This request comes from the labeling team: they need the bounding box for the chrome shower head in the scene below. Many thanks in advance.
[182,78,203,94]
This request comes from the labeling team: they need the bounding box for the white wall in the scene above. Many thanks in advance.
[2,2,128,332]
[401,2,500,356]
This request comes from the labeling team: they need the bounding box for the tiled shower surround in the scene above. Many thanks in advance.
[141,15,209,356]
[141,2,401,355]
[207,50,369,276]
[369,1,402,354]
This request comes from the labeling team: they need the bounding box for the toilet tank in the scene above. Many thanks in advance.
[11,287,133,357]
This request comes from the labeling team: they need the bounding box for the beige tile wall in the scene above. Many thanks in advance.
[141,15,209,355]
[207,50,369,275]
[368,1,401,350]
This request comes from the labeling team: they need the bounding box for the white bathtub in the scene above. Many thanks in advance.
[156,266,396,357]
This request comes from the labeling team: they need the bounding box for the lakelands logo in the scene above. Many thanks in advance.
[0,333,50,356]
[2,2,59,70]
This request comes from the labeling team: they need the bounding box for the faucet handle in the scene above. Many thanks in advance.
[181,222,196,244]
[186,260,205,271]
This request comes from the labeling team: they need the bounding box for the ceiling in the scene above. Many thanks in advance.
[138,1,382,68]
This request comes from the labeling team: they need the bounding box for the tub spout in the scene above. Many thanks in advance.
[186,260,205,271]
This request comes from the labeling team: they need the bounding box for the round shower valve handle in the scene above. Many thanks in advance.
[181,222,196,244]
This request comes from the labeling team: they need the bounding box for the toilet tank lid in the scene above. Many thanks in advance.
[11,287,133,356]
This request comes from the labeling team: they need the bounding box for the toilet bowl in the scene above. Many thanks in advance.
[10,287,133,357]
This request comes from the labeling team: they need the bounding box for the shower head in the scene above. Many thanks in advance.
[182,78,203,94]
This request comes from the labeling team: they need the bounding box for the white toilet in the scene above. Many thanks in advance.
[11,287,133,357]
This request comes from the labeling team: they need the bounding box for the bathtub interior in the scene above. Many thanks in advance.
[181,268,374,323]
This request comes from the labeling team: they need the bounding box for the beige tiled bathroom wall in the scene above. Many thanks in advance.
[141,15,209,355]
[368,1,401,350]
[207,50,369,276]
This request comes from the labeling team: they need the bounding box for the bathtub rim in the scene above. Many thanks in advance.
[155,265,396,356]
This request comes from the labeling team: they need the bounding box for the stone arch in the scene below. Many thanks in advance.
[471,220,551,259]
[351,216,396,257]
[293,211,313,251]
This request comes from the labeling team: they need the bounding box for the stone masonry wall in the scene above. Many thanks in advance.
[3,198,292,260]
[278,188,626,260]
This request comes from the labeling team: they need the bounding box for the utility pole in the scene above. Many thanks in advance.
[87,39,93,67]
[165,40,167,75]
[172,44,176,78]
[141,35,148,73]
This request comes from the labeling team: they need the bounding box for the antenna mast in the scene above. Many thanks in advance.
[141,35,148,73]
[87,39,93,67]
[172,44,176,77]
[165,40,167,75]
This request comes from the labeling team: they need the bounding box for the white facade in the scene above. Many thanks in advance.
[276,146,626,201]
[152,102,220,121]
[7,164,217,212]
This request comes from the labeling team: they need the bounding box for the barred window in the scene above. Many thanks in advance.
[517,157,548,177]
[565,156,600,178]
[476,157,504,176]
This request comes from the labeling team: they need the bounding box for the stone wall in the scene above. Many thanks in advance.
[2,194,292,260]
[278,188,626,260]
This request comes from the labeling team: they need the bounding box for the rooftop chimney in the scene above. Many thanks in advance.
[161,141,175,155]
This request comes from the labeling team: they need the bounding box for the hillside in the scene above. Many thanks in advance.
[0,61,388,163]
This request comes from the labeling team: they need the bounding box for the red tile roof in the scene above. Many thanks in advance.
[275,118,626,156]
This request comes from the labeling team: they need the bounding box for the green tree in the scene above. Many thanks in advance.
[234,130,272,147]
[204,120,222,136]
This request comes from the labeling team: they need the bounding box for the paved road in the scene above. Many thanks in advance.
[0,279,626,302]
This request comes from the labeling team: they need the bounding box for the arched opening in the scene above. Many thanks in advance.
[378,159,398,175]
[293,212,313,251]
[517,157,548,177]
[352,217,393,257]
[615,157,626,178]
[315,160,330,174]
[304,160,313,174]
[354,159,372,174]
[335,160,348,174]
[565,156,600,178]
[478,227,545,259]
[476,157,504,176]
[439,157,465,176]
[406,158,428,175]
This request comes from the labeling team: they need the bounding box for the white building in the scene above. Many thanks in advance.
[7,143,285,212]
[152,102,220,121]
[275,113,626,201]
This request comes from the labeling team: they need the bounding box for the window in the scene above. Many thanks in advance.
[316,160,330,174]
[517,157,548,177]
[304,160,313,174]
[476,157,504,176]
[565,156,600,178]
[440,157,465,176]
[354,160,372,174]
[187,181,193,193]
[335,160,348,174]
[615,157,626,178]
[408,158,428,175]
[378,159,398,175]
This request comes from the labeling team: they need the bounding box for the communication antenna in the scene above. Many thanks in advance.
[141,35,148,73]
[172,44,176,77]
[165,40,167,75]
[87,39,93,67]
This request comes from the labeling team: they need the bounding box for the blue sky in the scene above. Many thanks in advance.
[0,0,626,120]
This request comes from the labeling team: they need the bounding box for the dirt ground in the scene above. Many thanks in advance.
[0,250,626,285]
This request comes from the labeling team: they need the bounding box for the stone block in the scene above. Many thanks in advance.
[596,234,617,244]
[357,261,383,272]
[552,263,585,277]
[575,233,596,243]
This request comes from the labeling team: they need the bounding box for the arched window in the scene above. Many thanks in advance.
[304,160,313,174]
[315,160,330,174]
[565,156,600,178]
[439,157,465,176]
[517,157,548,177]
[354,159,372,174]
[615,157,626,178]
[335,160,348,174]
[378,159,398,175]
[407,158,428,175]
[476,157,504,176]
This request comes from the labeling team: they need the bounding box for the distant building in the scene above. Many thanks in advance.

### Set task
Could you quote the material above in full, exactly as it stands?

### Reply to the task
This request comes from the labeling team: they need the bounding box for the chrome shower head in the scene below. Many thanks in advance.
[182,78,203,94]
This request comes from the labeling team: they need the bounding box for the white wall in the scene above. Many thanks in advance.
[2,2,128,332]
[401,2,500,356]
This request comes from the labeling team: they need the bounding box for the tiled shower surround in the scene above. Many thanks in advance.
[141,15,209,356]
[141,2,401,355]
[207,50,369,276]
[369,1,402,354]
This request comes from the labeling team: they need the bounding box for the toilet tank in the scene above. Many thanks in advance.
[11,287,133,357]
This request comes from the labeling team: they need the bounding box for the beige tile wall in the scene above. Many thanks in advance.
[141,15,209,355]
[207,50,369,275]
[368,1,401,350]
This request comes from the labeling team: they need the bounding box for the white bathtub in the scene above. Many thanks in advance.
[156,266,396,357]
This request comes from the labeling team: they need the bounding box for the lakelands logo in the scene above. Many thanks in advance.
[0,333,50,356]
[2,2,59,70]
This request comes from the labeling team: they need the bounding box for the faucet handle in the scene above. Many thanks in advance.
[181,222,196,244]
[186,260,205,271]
This request comes from the labeling team: they need the bounding box for the ceiling in the scene above. Many thanks in advance.
[138,1,382,68]
This request comes from the labeling team: they need the bounding box for the tub spout in the scene above. Many thanks in advance.
[186,260,205,271]
This request comes from the labeling team: they need the bounding box for the round shower valve handle in the scene above. Many thanks in advance.
[181,222,196,244]
This request comes from the labeling team: they need the bounding box for the toilet tank lid in the scene above. Many thanks in advance.
[11,287,133,356]
This request comes from the labeling team: they need the bounding box for the toilet bowl in the scene above. Many thanks in advance.
[10,287,133,357]
This request comes from the labeling team: they need the bounding box for the shower head in the scene above. Many thanks in advance.
[182,78,203,94]
This request comes from the labeling team: they need the bounding box for the white toilet in the scene above. Many thanks in advance.
[11,287,133,357]
This request comes from the labeling team: they need the bounding box for the bathtub interior in the scene above. Many thanks in advance.
[181,268,374,323]
This request comes from the labeling team: they need the bounding box for the beige tiled bathroom wall in the scene above. Many thanks in advance.
[141,15,209,355]
[368,1,401,350]
[207,50,369,276]
This request comes from the labeling team: they need the bounding box for the bathtub rim in the scene above. Many thanks in advance.
[155,265,396,356]
This request comes from the labeling team: they need the bounding box for the stone arch in the scene below. Many thanks in advance.
[471,220,551,259]
[351,216,396,257]
[293,211,313,251]
This request comes from the labeling team: they need the bounding box for the stone masonry wall in the scene above. Many thanks in advance.
[3,198,292,260]
[278,188,626,260]
This request comes from the labeling team: they need the bounding box for the utility pole in the scene above. Many thanks in advance.
[87,39,93,67]
[165,40,167,75]
[172,44,176,78]
[141,35,148,73]
This request comes from the labeling team: they need the bounding box for the antenna mast in the scene above. Many thanks in advance.
[141,35,148,73]
[87,39,93,67]
[172,44,176,77]
[165,40,167,75]
This request comes from the labeling team: they need the bounding box for the white facade in the scene above. Many thanks in advance.
[276,146,626,201]
[152,102,220,121]
[7,164,217,212]
This request comes from the labeling team: they need the bounding box for the barred window in the scene above. Many thanks in advance.
[517,157,548,177]
[565,156,600,178]
[476,157,504,176]
This request comes from the labeling team: they need the bounding box for the stone wall in the scene above. Many thanks in advance.
[2,194,292,260]
[278,188,626,260]
This request comes from the labeling team: they need the bounding box for the rooftop chimney in the scene above. Many thanks in advance.
[161,141,175,155]
This request comes from the labeling team: they need the bounding box for the hillside in the scene above. Many thanks in advance.
[0,61,388,163]
This request comes from the labeling team: they need the bounding box for the red tile roof in the scene above. Many thanks in advance.
[275,118,626,156]
This request comes from the labeling team: they need the bounding box for the green tree in the scene above. Many thanks in advance.
[234,130,272,147]
[204,120,222,136]
This request comes from the labeling team: they need the bounding box for the paved road in the scene above. Many thanks in advance.
[0,279,626,302]
This request comes from the labeling team: they need the bounding box for the arched opening in the scene above. Many thanks in advance.
[378,159,398,175]
[293,212,313,251]
[517,157,548,177]
[352,217,393,257]
[615,157,626,178]
[315,160,330,174]
[304,160,313,174]
[354,159,372,174]
[335,160,348,174]
[565,156,600,178]
[478,227,545,259]
[476,157,504,176]
[439,157,465,176]
[406,158,428,175]
This request comes from the labeling team: they need the bounding box for the white building in the scene above. Many thanks in advance.
[7,143,285,212]
[152,102,220,121]
[275,113,626,201]
This request comes from the labeling team: they need the bounding box for the window in the scene above. Many thanks in advance.
[316,160,330,174]
[517,157,548,177]
[304,160,313,174]
[476,157,504,176]
[565,156,600,178]
[440,157,465,176]
[354,160,372,174]
[187,181,193,193]
[335,160,348,174]
[615,157,626,178]
[408,158,428,175]
[378,159,398,175]
This request comes from the labeling team: they need the bounding box for the communication antenna in the scene above. Many thanks in advance.
[141,35,148,73]
[172,44,176,77]
[165,40,167,75]
[87,39,93,67]
This request comes from the labeling team: they need the bounding box for the blue sky in the scene above. Many thanks in advance.
[0,0,626,120]
This request comes from the labeling team: they need the bounding box for the dirt ground in the scene above. Many thanks in advance.
[0,250,626,285]
This request comes from the labeling team: they need the bounding box for the stone block in the scene above. Many thanks in advance.
[596,234,617,244]
[357,261,383,272]
[552,263,585,277]
[575,233,596,243]
This request comes from the labeling team: they need the bounding box for the arched window in the scene above. Many thanks in advance.
[304,160,313,174]
[315,160,330,174]
[565,156,600,178]
[439,157,465,176]
[517,157,548,177]
[354,159,372,174]
[615,157,626,178]
[335,160,348,174]
[378,159,398,175]
[407,158,428,175]
[476,157,504,176]
This request comes from the labeling team: they need the bounding box for the distant building in the scene above. Many thanks in advance.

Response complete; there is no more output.